- **Requirements**:
Format the lines of the listing as a numbered list, starting at the line containing "Kindly give the mask of every instance of the green" and ending at the line containing "148 146 L 99", and omit any blank lines.

┌─ Excerpted records

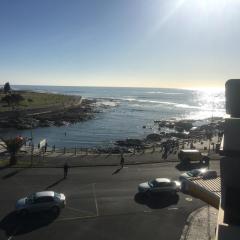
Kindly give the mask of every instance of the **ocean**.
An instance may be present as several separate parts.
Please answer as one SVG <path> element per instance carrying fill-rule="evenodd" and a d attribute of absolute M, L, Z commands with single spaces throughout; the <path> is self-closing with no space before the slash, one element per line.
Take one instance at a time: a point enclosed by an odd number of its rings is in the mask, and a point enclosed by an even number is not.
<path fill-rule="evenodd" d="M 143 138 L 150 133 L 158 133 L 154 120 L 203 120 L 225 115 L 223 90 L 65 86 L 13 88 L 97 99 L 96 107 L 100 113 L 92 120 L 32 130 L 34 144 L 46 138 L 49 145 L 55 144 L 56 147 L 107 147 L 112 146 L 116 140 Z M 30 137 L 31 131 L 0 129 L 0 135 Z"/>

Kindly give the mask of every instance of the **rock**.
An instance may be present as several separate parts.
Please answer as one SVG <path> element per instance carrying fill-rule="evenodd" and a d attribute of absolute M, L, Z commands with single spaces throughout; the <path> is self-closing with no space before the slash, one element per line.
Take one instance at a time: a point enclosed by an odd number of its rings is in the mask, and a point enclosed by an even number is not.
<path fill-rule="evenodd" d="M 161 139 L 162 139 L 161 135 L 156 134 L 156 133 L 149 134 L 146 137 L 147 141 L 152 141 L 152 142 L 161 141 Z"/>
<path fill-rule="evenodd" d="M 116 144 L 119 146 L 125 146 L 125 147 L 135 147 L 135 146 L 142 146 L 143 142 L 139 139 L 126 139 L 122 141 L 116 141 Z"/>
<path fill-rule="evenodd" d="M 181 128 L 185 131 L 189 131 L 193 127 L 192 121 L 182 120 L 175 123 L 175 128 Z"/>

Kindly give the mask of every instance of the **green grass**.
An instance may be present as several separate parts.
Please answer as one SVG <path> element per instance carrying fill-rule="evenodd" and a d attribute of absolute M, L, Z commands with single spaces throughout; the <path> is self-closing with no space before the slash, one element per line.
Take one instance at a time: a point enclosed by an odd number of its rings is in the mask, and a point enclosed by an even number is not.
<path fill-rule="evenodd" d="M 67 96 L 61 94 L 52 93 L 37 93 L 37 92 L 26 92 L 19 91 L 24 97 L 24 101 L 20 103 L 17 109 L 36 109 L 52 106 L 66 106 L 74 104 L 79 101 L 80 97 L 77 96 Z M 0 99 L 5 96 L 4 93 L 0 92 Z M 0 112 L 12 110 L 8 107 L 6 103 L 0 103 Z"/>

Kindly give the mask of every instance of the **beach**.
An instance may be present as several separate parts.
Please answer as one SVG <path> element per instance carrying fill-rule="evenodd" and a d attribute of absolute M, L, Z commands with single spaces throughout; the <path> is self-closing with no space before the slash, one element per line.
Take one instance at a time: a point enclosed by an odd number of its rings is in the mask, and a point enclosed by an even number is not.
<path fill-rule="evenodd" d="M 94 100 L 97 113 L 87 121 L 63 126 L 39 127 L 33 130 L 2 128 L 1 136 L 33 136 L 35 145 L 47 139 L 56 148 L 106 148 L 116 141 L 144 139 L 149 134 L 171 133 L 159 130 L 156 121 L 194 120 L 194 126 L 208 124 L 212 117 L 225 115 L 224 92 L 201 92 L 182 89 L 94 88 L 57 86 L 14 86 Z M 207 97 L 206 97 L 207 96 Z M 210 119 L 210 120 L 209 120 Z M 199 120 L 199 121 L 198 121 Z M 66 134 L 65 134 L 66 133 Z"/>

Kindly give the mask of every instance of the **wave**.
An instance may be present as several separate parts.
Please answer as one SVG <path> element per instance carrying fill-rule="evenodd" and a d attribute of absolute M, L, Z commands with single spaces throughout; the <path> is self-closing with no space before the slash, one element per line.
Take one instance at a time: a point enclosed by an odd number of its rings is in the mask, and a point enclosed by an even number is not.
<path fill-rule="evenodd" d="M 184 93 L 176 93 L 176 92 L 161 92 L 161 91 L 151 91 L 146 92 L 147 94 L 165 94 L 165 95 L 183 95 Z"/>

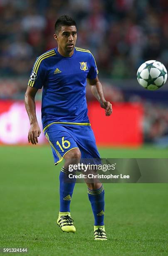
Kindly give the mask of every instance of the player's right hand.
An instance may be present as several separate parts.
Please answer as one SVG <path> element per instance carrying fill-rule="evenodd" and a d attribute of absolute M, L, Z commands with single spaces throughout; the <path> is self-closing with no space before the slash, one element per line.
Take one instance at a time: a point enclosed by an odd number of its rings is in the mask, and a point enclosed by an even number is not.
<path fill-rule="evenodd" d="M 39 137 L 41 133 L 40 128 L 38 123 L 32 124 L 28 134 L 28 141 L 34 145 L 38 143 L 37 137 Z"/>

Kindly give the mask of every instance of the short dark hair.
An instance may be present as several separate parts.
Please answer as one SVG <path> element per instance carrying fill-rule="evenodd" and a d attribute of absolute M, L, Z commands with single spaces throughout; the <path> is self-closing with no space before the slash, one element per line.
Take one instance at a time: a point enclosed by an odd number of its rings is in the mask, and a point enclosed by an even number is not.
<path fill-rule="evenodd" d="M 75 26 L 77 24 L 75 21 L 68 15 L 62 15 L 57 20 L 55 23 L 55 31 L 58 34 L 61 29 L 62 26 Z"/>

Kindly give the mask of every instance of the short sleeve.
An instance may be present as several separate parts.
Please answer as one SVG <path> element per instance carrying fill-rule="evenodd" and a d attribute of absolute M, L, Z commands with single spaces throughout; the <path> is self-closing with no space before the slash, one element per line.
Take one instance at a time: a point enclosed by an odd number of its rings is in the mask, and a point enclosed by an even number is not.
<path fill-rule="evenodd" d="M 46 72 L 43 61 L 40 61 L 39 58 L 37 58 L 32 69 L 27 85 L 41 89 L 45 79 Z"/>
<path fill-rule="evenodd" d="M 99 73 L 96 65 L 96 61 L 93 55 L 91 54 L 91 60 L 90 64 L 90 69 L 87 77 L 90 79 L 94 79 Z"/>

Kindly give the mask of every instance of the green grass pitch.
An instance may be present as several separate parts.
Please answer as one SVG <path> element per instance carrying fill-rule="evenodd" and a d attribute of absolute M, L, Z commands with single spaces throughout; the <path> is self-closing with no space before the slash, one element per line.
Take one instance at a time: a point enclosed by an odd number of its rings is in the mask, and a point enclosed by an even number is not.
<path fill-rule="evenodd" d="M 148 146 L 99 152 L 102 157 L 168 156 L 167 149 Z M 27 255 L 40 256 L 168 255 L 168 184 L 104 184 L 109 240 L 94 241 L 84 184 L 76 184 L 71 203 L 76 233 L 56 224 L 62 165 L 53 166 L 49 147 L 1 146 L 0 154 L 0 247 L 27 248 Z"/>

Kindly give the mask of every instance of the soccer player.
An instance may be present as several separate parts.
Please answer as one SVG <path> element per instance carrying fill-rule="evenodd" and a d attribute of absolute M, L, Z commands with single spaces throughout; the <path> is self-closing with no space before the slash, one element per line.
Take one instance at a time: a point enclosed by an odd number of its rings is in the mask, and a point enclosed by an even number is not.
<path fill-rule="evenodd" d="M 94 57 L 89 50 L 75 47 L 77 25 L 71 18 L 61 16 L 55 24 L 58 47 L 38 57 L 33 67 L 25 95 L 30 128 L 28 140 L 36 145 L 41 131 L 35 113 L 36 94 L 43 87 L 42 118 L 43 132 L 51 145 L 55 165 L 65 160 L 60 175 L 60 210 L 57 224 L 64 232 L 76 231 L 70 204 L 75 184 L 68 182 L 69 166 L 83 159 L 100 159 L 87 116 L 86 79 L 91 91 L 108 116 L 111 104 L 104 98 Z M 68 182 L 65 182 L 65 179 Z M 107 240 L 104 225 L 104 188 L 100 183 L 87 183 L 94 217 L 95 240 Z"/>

└─
┌─ Excerpted records

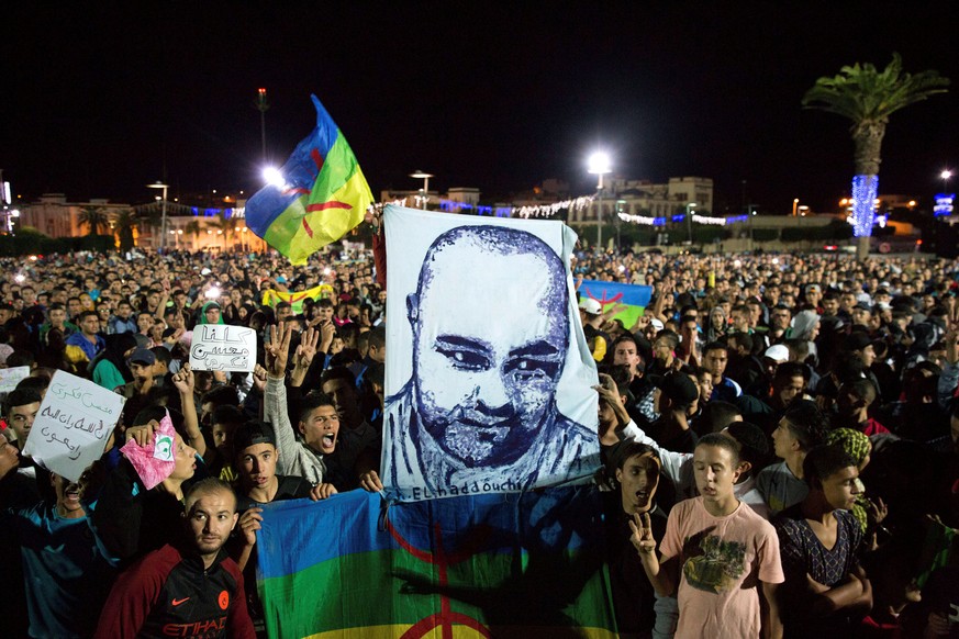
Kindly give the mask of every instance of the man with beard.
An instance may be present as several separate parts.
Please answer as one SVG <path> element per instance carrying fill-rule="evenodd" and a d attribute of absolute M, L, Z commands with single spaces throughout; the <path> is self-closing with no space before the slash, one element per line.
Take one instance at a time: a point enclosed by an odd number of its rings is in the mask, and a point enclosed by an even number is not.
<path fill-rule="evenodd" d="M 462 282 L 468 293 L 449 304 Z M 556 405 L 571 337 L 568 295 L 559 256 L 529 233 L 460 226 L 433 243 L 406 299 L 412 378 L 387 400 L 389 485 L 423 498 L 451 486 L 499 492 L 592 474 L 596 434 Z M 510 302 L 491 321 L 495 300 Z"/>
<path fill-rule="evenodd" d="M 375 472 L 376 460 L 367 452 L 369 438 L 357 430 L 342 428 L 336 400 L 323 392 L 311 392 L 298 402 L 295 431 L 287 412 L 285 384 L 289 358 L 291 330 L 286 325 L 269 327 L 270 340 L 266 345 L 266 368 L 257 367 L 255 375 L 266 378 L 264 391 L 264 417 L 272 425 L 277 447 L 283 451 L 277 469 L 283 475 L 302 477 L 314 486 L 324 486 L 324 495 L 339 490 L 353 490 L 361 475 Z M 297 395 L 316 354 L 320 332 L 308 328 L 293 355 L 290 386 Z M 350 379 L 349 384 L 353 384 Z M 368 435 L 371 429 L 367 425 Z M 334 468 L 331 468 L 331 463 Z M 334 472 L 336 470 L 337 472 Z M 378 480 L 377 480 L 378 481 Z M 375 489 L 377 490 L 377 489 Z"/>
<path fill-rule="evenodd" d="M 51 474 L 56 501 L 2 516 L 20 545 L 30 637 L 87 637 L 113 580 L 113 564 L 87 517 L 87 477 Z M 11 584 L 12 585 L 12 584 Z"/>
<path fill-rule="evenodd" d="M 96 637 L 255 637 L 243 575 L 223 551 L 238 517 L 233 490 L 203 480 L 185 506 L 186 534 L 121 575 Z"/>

└─

- **Response**:
1. Kindly give the mask of every instance of the green grass pitch.
2. An instance may be present as several separate parts.
3. Please answer as one SVG <path> element per instance carrying fill-rule="evenodd" and a d attribute of absolute M, L, Z commands with single spaces throughout; the <path> is self-closing with no space before the slash, one element per line.
4. Take one instance at a time: a point enclosed by an odd number of its rings is in the mask, and a point enclosed by an even number is not.
5. <path fill-rule="evenodd" d="M 148 146 L 99 152 L 102 157 L 168 156 L 167 149 Z M 27 255 L 40 256 L 168 255 L 168 184 L 104 184 L 109 240 L 94 241 L 84 184 L 76 184 L 71 203 L 76 233 L 56 224 L 62 165 L 53 166 L 49 147 L 1 146 L 0 154 L 0 247 L 27 248 Z"/>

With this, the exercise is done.